What is being asked >> Copy the rows below verbatim, from the line that contains "the front wheel" through the end of the rows, including both of those lines.

(Object point labels)
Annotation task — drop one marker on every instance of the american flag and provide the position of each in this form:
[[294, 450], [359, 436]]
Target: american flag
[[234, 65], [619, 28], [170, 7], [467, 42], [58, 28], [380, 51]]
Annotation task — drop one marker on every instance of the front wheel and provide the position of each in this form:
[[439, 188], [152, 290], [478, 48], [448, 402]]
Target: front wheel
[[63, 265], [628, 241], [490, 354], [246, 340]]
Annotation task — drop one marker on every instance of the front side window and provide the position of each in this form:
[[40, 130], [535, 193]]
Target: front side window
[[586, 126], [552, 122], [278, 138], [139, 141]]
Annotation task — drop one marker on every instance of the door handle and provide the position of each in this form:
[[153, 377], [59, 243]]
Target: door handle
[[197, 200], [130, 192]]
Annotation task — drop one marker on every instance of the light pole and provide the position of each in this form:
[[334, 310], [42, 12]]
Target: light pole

Written answer >>
Annotation task — drop one marker on every instance of the front wheel and provide the position of each in this form:
[[439, 188], [152, 290], [478, 48], [448, 402]]
Target: front wheel
[[63, 265], [628, 241], [490, 354], [246, 340]]
Annotation task — drop one marker on every instance of the front side window and provide the position of each in this form:
[[40, 130], [535, 193]]
Target: front side window
[[586, 126], [552, 122], [278, 138], [139, 141]]
Annotation task — drop one marker on every instance of the door handle and provide the position of each in this form:
[[153, 377], [59, 243]]
Target: door handle
[[197, 200], [130, 192]]
Annotation task — drop one marker on every instance of the light pole and provide the position of each in this form:
[[334, 310], [42, 12]]
Target: light pole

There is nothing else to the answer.